- Opening Delimiter -

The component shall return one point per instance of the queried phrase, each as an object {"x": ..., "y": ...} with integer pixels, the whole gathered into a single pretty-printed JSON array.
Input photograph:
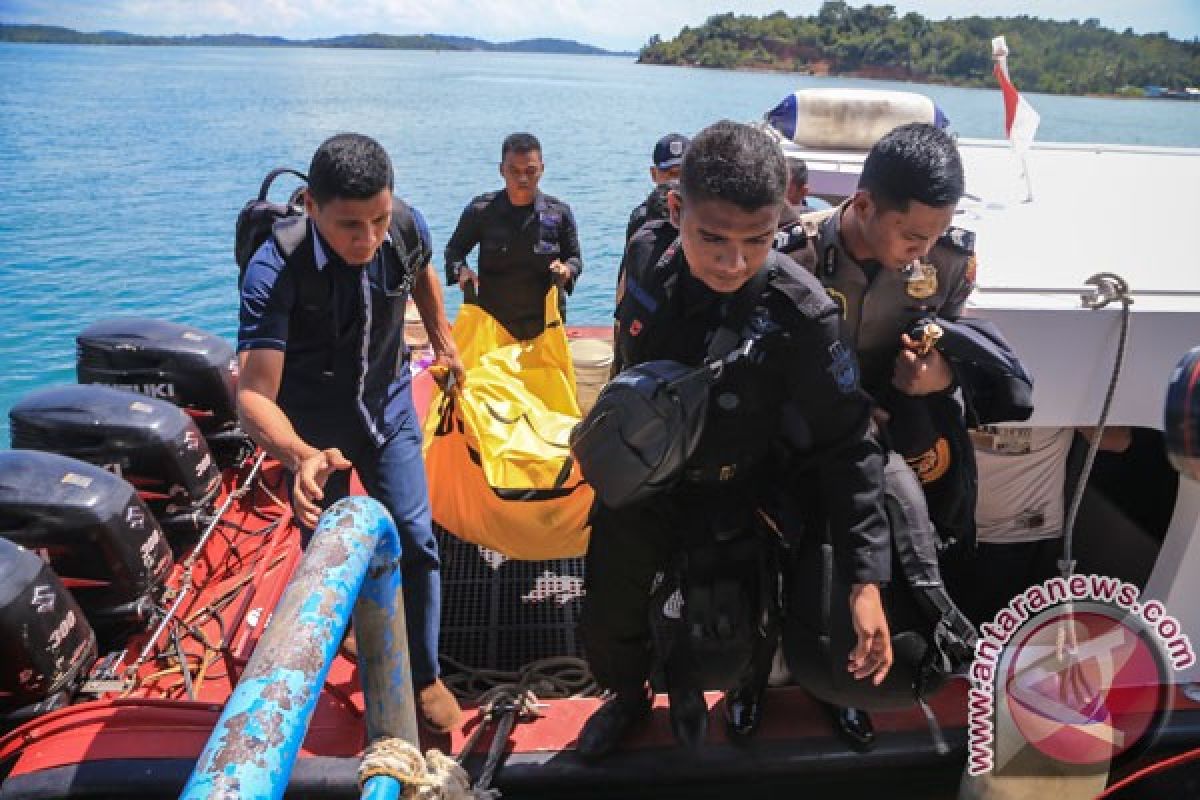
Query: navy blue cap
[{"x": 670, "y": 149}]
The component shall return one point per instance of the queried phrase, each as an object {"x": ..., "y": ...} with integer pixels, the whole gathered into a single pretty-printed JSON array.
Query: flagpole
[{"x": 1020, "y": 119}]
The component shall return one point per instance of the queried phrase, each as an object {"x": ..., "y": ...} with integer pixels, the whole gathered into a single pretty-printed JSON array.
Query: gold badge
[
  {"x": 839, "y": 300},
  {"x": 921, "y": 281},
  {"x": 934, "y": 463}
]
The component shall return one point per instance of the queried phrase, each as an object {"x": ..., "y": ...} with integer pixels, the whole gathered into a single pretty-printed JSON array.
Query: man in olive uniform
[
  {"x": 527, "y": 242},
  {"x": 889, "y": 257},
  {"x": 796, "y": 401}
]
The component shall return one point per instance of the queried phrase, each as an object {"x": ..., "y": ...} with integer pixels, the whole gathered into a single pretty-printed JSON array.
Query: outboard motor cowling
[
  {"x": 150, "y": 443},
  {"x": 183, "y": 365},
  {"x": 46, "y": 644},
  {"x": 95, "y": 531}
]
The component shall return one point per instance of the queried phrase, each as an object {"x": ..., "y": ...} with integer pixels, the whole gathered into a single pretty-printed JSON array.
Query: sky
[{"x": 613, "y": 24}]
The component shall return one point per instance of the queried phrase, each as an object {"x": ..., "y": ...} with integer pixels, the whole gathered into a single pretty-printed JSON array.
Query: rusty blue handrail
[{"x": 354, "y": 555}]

- Closing Delimiter -

Retype each entry above character for character; pictures stay out.

→ **EXERCISE ANSWER**
The component shall return one point per instance of the queried phrase, each as an object {"x": ..., "y": ...} with integer pixels, the whole gathered into a single pretty-printed JSON array.
Input photograph:
Query: navy blue cap
[{"x": 670, "y": 149}]
The component shall return one point per instance of the queried phrase, each as an object {"x": ..., "y": ...} with integer pixels, the whole gathered into a single pretty-printed JSON array.
Query: flagpole
[{"x": 1020, "y": 119}]
The component shall return one point per instance of the queried phrase, each as an object {"x": ..., "y": ...} with integer pixels, the whole gathered into a single pretty-printed JSON array.
Query: gold badge
[
  {"x": 839, "y": 300},
  {"x": 921, "y": 281},
  {"x": 934, "y": 463}
]
The component shall return one point per instance of the queried phrase, each as an object {"x": ..., "y": ...} with integer pixels, the whole gathered into a single pretty-printed JSON array.
Query: man in olive uniform
[
  {"x": 527, "y": 242},
  {"x": 889, "y": 257},
  {"x": 796, "y": 401}
]
The component shall return one point per instance of the queried phrase, each as an object {"x": ..., "y": ...} with integer pixels, the whole gathered into a single pretty-printed JSON array.
Query: outboard motor cowling
[
  {"x": 150, "y": 443},
  {"x": 183, "y": 365},
  {"x": 46, "y": 644},
  {"x": 95, "y": 531}
]
The component shall return one point per instance of the queried phrase, each as an object {"x": ..., "y": ...} with integer pixels, the whole gathered into a single pretty-printed JSON array.
Query: sky
[{"x": 613, "y": 24}]
The component shall return one point per instance of the queried phrase, each as an object {"x": ..., "y": ...} with integer pixels, the whole gathered into a single pretty-printed JSON array.
Query: rusty blue handrail
[{"x": 354, "y": 555}]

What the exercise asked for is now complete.